TO DO
In the records below, copy out only the part that opens with the line containing "point: paisley pattern" and closes with the line containing "column 609, row 689", replacing "thickest part" with "widest part" and leaving everything else unchanged.

STORED ROWS

□ □ □ □

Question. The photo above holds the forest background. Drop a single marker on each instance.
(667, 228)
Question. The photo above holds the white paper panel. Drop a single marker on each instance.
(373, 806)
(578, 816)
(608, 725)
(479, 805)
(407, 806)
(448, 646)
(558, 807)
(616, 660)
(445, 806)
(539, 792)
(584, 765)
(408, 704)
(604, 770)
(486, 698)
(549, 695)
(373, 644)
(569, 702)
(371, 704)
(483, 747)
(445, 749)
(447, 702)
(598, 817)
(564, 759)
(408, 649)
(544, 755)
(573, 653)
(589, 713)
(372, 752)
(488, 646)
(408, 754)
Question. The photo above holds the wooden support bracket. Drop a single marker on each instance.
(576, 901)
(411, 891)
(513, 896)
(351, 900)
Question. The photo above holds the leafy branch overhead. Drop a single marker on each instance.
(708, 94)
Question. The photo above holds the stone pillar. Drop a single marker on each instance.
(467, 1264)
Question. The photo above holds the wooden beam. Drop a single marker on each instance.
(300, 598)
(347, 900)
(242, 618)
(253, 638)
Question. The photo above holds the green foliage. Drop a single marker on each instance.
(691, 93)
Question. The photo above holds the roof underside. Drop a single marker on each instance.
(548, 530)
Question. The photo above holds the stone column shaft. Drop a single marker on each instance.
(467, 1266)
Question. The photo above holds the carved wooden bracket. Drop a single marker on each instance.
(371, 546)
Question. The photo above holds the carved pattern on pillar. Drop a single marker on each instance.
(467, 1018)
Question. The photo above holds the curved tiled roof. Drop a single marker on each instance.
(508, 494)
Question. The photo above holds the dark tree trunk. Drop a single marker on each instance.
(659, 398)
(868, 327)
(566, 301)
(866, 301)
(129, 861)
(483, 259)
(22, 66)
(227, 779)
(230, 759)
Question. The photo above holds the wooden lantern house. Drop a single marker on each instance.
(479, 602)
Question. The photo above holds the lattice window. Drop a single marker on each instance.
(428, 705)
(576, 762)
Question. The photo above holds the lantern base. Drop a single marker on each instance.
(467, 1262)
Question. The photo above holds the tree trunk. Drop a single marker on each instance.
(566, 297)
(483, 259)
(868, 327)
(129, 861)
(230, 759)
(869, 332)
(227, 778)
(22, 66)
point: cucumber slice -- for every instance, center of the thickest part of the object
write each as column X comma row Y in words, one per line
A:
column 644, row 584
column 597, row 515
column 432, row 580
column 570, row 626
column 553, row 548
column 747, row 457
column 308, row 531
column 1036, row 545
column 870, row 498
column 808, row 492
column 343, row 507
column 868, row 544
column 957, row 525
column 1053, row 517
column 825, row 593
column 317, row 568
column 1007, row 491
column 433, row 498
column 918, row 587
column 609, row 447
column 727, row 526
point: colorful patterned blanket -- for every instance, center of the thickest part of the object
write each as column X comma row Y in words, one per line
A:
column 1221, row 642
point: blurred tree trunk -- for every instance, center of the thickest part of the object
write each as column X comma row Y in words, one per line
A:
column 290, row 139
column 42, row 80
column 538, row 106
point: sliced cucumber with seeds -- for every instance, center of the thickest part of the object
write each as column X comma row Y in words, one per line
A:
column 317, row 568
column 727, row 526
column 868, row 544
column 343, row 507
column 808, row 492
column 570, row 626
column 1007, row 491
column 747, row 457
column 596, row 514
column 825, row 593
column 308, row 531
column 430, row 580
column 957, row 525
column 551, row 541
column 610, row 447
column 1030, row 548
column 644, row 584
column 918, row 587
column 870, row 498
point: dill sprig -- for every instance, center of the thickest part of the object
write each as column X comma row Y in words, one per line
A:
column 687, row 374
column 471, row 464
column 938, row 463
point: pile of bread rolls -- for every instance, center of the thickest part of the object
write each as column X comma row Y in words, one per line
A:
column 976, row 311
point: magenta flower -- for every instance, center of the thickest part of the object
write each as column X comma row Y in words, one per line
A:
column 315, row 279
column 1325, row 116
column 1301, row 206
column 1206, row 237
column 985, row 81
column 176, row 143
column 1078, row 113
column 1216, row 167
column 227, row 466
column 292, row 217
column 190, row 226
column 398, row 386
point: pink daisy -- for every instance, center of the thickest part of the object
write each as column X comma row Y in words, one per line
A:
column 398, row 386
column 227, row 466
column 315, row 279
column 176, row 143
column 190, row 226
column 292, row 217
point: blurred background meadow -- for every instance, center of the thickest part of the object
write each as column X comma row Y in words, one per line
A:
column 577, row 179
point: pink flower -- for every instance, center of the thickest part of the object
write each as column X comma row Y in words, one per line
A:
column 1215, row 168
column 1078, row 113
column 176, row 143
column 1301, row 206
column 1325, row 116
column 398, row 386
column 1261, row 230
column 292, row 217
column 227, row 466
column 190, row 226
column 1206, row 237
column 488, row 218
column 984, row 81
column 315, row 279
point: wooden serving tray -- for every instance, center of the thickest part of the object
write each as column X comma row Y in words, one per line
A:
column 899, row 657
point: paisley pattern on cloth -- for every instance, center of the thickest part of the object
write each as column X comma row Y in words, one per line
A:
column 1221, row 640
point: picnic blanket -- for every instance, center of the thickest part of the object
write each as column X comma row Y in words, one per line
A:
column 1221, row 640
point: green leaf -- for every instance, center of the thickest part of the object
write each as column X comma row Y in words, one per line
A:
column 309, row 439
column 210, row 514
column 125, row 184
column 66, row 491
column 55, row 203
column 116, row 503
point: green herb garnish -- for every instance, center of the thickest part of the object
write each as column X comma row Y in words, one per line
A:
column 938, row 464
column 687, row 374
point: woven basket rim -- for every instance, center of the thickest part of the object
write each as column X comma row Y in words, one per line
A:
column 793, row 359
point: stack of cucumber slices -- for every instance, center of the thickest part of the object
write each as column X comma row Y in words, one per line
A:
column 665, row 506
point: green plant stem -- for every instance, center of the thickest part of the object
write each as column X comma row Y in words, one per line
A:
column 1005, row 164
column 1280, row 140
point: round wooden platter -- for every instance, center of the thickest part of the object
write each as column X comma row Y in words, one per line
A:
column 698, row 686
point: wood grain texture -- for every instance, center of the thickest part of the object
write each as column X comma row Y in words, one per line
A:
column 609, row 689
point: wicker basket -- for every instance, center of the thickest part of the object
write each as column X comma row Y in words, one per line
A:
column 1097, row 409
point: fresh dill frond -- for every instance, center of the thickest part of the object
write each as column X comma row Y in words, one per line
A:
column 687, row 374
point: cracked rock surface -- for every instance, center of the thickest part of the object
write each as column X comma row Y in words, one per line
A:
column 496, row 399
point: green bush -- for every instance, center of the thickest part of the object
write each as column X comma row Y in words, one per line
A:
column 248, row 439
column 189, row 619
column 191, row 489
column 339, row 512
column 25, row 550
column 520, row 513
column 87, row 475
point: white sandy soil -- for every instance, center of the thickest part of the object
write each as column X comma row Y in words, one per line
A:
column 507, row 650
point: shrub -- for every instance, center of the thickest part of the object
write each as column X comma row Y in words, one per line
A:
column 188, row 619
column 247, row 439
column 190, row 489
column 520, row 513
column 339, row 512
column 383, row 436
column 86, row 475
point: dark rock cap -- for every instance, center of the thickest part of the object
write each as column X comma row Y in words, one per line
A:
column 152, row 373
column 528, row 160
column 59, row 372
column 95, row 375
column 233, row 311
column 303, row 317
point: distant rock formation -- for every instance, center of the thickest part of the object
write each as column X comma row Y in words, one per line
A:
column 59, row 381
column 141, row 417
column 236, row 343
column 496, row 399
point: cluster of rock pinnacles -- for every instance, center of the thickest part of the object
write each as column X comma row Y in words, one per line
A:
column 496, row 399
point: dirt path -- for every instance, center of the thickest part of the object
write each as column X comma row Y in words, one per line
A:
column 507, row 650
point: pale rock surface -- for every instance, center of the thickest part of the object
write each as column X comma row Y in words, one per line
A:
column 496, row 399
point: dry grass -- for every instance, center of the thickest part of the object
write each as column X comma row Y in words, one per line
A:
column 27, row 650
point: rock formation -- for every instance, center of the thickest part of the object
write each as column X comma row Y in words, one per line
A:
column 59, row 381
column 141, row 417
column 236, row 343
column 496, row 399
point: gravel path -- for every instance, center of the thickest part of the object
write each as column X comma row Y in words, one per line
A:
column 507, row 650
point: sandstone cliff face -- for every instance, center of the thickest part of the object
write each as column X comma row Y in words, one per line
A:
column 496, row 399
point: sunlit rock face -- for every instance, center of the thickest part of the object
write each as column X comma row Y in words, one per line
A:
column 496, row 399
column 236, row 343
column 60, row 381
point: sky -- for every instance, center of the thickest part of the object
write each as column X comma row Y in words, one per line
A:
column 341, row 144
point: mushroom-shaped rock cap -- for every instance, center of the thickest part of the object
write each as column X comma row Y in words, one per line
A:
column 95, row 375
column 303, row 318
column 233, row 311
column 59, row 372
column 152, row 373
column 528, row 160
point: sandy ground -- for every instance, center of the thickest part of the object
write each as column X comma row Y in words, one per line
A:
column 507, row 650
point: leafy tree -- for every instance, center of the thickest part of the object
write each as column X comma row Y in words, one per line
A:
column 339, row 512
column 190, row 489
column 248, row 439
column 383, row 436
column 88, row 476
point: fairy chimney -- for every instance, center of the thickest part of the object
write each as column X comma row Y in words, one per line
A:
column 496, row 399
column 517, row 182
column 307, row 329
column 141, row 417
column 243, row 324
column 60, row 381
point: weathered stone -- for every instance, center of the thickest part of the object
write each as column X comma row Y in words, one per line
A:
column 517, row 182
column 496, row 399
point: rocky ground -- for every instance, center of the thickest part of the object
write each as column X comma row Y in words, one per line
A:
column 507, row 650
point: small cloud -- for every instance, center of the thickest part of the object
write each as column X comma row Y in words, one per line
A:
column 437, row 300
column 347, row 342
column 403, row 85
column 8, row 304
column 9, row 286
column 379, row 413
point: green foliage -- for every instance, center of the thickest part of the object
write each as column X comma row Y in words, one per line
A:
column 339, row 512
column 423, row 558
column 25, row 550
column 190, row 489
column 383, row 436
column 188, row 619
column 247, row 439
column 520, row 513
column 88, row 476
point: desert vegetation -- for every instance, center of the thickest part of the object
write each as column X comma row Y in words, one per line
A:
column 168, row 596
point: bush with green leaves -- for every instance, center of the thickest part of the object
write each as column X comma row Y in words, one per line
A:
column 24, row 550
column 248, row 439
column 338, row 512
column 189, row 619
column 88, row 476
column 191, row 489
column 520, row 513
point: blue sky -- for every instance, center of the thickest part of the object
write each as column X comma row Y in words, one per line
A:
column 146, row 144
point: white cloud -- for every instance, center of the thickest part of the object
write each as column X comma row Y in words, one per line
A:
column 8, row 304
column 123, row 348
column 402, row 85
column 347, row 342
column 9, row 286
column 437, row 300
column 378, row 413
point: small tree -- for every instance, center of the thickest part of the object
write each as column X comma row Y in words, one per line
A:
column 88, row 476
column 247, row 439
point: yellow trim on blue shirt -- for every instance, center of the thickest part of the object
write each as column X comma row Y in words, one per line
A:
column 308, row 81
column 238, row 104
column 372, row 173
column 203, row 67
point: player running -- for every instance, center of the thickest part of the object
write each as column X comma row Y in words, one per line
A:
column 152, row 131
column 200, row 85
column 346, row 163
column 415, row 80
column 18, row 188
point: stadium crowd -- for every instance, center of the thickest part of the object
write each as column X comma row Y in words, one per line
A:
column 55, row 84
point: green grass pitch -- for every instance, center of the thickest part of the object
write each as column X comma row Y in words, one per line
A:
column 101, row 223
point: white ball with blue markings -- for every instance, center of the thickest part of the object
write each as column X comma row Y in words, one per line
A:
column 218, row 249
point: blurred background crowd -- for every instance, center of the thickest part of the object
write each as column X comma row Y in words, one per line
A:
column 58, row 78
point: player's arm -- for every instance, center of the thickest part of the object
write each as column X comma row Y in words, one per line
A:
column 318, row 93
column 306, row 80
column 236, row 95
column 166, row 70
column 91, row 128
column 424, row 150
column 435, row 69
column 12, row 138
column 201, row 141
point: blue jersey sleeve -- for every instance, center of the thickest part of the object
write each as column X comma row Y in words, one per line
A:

□ □ □ □

TASK RESPONSE
point: paisley pattern on cloth -- for every instance, center of the widest part of the object
write each as column X comma row Y in words, one per line
A:
column 1221, row 640
point: picnic blanket -- for every instance, center of the widest part of the object
write each as column X comma row Y in words, one per line
A:
column 1221, row 640
point: green leaf -- for every instance, center of the widest part of the object
write each as column X comma row Y in words, one per line
A:
column 309, row 439
column 210, row 514
column 125, row 184
column 66, row 491
column 55, row 203
column 116, row 503
point: green herb garnish -- for every instance, center of the widest part of the object
write each as column X comma row Y in words, one per line
A:
column 938, row 464
column 687, row 374
point: woven basket rim -- for every instance, center of the widest part of the object
write each as column X comma row Y in words, one per line
A:
column 793, row 359
point: stack of cucumber slices -- for every instance, center of the widest part of the object
write each as column X comma row Y in words, one per line
A:
column 665, row 506
point: green plant stem -- for every instance, center of the widest part of the object
write each as column X comma row Y in words, one per line
A:
column 1005, row 164
column 1280, row 140
point: round wooden platter -- for every instance, center of the widest part of the object
write each as column X comma row Y in words, one per line
A:
column 698, row 686
point: wood grain texture -- for every instance, center of the widest part of the object
write each as column X comma row Y in words, one per line
A:
column 609, row 689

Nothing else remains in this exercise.